## Source text
He’ll return to Indianapolis for the race that used to make life stop for so many on Memorial Day weekend. He’ll walk the garage area, see familiar faces, shake hands and sign autographs.

“More people have climbed Mt. Everest than have competed in the Indy 500 at least once,” he likes to say. In the elite fraternity of 269 living drivers, Howard Holmes is one.

An older generation remembers him by his nickname, Howdy. He was the top rookie in 1979, finishing seventh behind winner Rick Mears and runner-up A.J. Foyt. In 1984 he was the second-fastest qualifier and started on the front row between pole-sitter Tom Sneva and Mears.

Howdy Holmes will be in South Portland on Monday night, the speaker at the Maine Family Business Awards banquet. He is the eighth generation to run the family business, Chelsea Milling Company, known by its Jiffy baking mixes.

Racing rocketships on wheels to baking. From warp speed to pedestrian.

“You can go from zero to 100 and back to zero in six seconds,” says Holmes. “Speed is relative. To the fans the car is a flash, a streak of paint.”

## Problem set
• a. Answer these questions from the Howdy Holmes article:
(i) In what year was Holmes the top rookie?
(ii) What company does Holmes run as the family business?
(iii) In what place will Holmes speak on Monday night?
• b. In the Howdy Holmes article, copy out the part that opens with the words containing "An older generation" and closes with "Sneva and Mears.", substituting "second row" for "front row".
• c. Say whether each statement agrees with the Howdy Holmes article. Answer yes or no, and quote the words that decide it.
(i) Holmes finished seventh in his rookie year.
(ii) Holmes is the sixth generation to run the family business.
(iii) Holmes started on the pole in 1984.
These records have no connection to the Howdy Holmes article.

Annotated photo localization data:
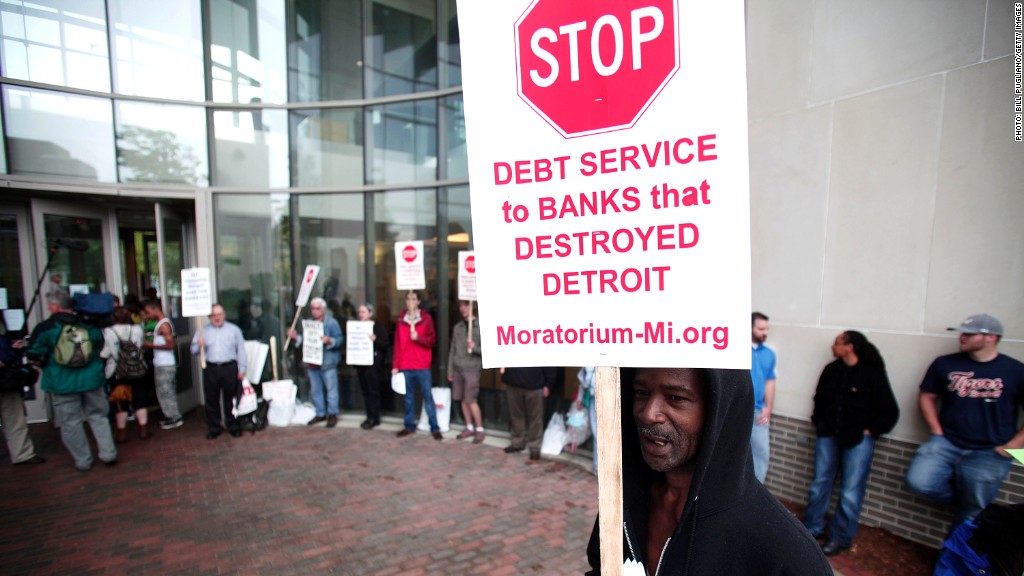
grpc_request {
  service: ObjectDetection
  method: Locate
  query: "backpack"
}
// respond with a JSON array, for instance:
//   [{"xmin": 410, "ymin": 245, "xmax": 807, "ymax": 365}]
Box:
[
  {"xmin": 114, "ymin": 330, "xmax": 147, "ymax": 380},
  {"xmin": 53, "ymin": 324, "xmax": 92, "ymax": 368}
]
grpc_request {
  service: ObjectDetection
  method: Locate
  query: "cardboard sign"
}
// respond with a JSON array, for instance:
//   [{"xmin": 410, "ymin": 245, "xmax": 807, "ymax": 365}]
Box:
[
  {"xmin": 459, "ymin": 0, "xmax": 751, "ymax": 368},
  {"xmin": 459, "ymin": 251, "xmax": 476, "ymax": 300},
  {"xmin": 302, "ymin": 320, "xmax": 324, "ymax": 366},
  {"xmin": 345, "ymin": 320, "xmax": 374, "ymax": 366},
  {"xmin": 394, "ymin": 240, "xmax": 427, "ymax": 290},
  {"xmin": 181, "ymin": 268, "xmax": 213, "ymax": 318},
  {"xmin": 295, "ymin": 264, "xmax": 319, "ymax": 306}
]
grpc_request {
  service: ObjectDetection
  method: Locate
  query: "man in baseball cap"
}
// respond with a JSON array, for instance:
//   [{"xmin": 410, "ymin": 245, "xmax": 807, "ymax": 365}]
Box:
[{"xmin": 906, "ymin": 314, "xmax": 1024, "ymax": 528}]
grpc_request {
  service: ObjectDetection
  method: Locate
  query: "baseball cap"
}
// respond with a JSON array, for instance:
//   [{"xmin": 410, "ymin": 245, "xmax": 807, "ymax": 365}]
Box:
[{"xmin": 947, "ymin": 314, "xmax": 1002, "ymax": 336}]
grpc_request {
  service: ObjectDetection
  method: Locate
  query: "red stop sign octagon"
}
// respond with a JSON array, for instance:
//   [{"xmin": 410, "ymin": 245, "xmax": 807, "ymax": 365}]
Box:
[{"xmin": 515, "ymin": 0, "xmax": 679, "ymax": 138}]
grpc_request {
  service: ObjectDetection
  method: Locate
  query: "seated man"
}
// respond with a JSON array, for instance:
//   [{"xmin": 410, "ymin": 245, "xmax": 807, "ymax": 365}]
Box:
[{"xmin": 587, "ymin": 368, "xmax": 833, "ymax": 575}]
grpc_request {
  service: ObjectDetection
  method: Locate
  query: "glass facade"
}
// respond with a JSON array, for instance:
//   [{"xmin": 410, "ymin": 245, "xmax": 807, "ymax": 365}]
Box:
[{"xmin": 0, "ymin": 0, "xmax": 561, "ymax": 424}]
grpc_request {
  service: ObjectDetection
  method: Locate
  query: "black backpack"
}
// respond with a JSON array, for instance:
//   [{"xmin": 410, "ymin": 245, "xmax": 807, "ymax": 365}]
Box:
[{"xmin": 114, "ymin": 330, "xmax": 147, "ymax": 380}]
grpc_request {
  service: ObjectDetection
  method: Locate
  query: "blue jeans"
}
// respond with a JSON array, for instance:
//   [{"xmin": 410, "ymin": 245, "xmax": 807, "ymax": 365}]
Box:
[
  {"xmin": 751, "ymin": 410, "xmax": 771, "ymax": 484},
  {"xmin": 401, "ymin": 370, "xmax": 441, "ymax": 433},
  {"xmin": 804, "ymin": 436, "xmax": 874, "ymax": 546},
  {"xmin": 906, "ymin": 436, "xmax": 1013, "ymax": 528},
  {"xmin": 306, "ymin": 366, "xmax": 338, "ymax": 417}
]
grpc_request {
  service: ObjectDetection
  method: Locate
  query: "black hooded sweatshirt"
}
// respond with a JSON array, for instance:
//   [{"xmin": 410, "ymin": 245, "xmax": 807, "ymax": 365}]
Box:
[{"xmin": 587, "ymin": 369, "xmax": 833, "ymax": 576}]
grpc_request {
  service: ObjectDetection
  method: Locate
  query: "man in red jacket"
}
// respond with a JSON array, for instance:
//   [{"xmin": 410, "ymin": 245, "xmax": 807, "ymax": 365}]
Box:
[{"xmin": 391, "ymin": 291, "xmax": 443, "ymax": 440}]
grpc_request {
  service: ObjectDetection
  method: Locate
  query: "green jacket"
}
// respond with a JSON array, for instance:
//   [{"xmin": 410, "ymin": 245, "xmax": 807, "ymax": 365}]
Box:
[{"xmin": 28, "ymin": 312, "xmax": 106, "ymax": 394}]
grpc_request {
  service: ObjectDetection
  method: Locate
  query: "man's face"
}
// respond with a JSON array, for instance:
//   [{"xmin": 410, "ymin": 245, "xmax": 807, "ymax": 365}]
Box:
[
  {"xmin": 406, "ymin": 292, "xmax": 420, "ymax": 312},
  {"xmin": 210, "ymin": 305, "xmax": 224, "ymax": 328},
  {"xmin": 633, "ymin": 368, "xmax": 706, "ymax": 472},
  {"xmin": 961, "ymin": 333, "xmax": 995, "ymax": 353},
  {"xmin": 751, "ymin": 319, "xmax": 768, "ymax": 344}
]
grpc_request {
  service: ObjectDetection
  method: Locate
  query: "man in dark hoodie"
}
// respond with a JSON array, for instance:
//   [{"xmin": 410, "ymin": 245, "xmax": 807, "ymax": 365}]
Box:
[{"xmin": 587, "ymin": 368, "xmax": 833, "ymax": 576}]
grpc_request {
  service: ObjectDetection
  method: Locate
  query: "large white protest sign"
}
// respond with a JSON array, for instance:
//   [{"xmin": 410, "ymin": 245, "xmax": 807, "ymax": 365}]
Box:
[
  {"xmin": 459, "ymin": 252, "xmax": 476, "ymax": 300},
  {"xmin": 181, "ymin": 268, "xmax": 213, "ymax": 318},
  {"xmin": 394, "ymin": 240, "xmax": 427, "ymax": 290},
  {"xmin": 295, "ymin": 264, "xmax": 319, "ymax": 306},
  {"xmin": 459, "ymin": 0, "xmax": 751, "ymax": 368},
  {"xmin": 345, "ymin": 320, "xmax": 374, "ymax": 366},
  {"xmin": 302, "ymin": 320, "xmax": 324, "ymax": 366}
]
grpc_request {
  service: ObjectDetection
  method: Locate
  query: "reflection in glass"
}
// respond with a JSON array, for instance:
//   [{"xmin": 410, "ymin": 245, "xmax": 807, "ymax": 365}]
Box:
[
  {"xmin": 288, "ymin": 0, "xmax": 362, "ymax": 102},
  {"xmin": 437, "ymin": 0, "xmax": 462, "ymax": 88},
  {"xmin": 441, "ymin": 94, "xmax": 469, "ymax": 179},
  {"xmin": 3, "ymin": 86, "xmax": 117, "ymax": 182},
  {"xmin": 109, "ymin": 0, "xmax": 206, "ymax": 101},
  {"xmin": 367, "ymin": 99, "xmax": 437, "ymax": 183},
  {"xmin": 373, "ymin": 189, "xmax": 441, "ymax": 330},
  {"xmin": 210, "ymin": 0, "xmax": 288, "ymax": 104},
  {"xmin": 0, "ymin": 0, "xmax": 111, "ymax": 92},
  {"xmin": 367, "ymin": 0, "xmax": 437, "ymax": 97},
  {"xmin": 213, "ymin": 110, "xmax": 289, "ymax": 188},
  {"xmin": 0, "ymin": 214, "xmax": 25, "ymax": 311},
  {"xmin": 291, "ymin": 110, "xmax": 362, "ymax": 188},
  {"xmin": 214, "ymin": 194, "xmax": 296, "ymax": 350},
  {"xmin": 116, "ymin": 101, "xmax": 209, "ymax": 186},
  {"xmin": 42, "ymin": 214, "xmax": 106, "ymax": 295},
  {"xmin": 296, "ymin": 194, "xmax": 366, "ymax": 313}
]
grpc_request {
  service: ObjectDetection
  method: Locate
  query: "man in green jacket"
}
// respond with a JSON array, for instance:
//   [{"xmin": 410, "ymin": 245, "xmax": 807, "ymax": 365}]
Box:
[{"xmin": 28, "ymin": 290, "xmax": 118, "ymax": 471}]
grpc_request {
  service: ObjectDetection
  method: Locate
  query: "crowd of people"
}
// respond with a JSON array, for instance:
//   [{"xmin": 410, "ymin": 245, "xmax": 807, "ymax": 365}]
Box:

## Answers to this exercise
• a.
(i) 1979
(ii) Chelsea Milling Company
(iii) South Portland

• b.
An older generation remembers him by his nickname, Howdy. He was the top rookie in 1979, finishing seventh behind winner Rick Mears and runner-up A.J. Foyt. In 1984 he was the second-fastest qualifier and started on the second row between pole-sitter Tom Sneva and Mears.

• c.
(i) Yes: "finishing seventh behind winner Rick Mears and runner-up A.J. Foyt"
(ii) No: "He is the eighth generation to run the family business"
(iii) No: "started on the front row between pole-sitter Tom Sneva and Mears"